### Required work
All records that follow are to be output exactly.

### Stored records
********************

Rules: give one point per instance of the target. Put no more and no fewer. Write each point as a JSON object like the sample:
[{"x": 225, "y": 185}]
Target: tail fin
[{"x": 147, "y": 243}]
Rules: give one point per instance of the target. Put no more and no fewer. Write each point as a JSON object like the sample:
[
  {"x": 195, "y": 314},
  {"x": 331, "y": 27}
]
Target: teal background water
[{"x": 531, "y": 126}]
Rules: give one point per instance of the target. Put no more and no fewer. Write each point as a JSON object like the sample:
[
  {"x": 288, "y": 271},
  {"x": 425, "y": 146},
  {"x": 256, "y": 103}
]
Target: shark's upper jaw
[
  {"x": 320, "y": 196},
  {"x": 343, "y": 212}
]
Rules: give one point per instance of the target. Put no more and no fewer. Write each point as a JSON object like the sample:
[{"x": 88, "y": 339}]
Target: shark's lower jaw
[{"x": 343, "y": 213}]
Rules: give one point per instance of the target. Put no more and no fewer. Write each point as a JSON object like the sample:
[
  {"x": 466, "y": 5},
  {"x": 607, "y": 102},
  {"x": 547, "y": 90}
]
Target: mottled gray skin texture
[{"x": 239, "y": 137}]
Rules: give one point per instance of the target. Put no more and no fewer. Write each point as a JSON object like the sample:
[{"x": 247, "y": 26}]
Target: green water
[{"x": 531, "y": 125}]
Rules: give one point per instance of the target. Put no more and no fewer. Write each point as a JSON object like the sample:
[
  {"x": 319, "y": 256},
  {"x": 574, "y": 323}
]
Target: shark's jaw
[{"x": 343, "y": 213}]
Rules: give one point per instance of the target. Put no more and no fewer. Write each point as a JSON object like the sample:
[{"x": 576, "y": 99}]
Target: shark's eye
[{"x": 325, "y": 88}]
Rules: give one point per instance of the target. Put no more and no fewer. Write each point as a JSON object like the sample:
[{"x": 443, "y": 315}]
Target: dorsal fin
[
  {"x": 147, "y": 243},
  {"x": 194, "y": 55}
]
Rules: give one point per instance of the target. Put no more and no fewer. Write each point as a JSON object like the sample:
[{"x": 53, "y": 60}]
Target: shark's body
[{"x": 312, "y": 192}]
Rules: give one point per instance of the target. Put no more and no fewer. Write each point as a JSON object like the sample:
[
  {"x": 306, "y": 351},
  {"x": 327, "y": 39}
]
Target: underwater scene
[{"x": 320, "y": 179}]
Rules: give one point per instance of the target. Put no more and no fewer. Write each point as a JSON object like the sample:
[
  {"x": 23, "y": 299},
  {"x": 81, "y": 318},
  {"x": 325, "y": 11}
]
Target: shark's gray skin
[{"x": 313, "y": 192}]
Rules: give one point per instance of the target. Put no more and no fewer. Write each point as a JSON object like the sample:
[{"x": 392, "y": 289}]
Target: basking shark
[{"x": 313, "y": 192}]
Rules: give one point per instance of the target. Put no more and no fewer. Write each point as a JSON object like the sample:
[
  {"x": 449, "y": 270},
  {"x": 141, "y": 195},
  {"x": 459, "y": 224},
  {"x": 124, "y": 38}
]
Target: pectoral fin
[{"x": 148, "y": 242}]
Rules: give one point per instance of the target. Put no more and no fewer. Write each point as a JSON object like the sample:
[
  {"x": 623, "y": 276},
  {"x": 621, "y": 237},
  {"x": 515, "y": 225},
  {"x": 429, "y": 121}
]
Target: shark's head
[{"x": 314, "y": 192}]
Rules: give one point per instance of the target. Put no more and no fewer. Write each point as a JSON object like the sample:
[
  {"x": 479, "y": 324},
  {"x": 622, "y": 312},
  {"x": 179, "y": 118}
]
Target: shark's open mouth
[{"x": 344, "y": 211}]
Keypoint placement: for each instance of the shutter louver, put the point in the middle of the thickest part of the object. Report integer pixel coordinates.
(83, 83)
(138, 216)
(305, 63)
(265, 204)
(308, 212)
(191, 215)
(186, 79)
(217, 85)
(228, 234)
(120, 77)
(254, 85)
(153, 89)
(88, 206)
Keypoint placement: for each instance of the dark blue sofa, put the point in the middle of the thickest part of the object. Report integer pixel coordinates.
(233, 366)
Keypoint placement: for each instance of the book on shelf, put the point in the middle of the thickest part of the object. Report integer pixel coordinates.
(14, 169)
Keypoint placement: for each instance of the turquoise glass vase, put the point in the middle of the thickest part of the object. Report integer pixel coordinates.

********************

### Your response
Rules: give one point per instance of the target. Put no more and no fewer. Write each point as a JSON object like the sample:
[{"x": 225, "y": 185}]
Target: tail fin
[{"x": 147, "y": 243}]
Rules: give one point per instance of the target. Put no more and no fewer. Write each point as a JSON object like the sample:
[
  {"x": 195, "y": 314},
  {"x": 331, "y": 27}
]
Target: teal background water
[{"x": 531, "y": 126}]
Rules: give one point per instance of the target. Put no more and no fewer. Write each point as a JSON object like the sample:
[
  {"x": 288, "y": 271},
  {"x": 425, "y": 146},
  {"x": 256, "y": 103}
]
Target: shark's upper jaw
[
  {"x": 320, "y": 196},
  {"x": 343, "y": 212}
]
Rules: give one point per instance of the target. Put no more and no fewer. Write each point as a JSON object like the sample:
[{"x": 88, "y": 339}]
Target: shark's lower jaw
[{"x": 343, "y": 213}]
Rules: give one point per instance of the target. Put no more and no fewer. Write each point as a JSON object like the sample:
[
  {"x": 466, "y": 5},
  {"x": 607, "y": 102},
  {"x": 547, "y": 90}
]
Target: mottled gray skin texture
[{"x": 239, "y": 137}]
Rules: give one point per instance of the target. Put no more and no fewer. Write each point as a JSON object like the sample:
[{"x": 247, "y": 26}]
Target: green water
[{"x": 531, "y": 125}]
Rules: give one point per instance of the target. Put no more and no fewer. Write each point as a JSON object like the sample:
[
  {"x": 319, "y": 256},
  {"x": 574, "y": 323}
]
Target: shark's jaw
[{"x": 343, "y": 213}]
Rules: give one point per instance of the target. Put no more and no fewer. Write each point as a JSON object like the sample:
[{"x": 576, "y": 99}]
Target: shark's eye
[{"x": 325, "y": 88}]
Rules: give one point per instance of the target. Put no more and no fewer. Write each point as a JSON object like the sample:
[{"x": 443, "y": 315}]
Target: dorsal fin
[
  {"x": 147, "y": 243},
  {"x": 194, "y": 55}
]
Rules: give one point per instance of the target. Put no more and no fewer. Write each point as a JSON object like the sample:
[{"x": 53, "y": 60}]
Target: shark's body
[{"x": 312, "y": 192}]
Rules: give one point per instance of the target. Put no more and no fewer. Write each point as a JSON object like the sample:
[
  {"x": 306, "y": 351},
  {"x": 327, "y": 39}
]
Target: underwater scene
[{"x": 320, "y": 179}]
Rules: give one point per instance of the target. Put no more and no fewer. Write each point as a JSON object like the sample:
[
  {"x": 23, "y": 299},
  {"x": 81, "y": 318},
  {"x": 325, "y": 11}
]
Target: shark's gray skin
[{"x": 313, "y": 192}]
Rules: give one point per instance of the target. Put no more and no fewer. Write each point as a JSON object like the sample:
[{"x": 392, "y": 289}]
Target: basking shark
[{"x": 313, "y": 192}]
Rules: give one point per instance of the target. Put no more and no fewer. Write each point as a JSON object like the sample:
[
  {"x": 449, "y": 270},
  {"x": 141, "y": 195},
  {"x": 459, "y": 224},
  {"x": 124, "y": 38}
]
Target: pectoral fin
[{"x": 148, "y": 242}]
Rules: give one point per instance of the target. Put no more and no fewer. Write each point as a JSON object like the sample:
[
  {"x": 623, "y": 276},
  {"x": 621, "y": 237},
  {"x": 515, "y": 225},
  {"x": 429, "y": 121}
]
Target: shark's head
[{"x": 314, "y": 192}]
Rules: give one point per instance of the target. Put no more and no fewer. Write each point as a JSON object like the sample:
[
  {"x": 479, "y": 324},
  {"x": 622, "y": 312},
  {"x": 179, "y": 118}
]
Target: shark's open mouth
[{"x": 344, "y": 211}]
Keypoint placement: for each instance of the shutter louver, put the point in the middle of the thickest part of the object. Report integer pixel coordinates.
(83, 83)
(138, 216)
(305, 63)
(265, 204)
(308, 212)
(191, 215)
(186, 79)
(217, 85)
(228, 234)
(120, 77)
(254, 85)
(153, 89)
(88, 206)
Keypoint placement: for each instance of the dark blue sofa, put the point in the middle of the thickest part of the object. Report integer pixel coordinates.
(233, 366)
Keypoint placement: for each instance of the book on shelf, put the point in the middle of the thickest part of the object. Report integer pixel coordinates.
(14, 169)
Keypoint placement: for each instance of the turquoise glass vase, put the point in the middle of the thickest part of the object. Report integer pixel coordinates.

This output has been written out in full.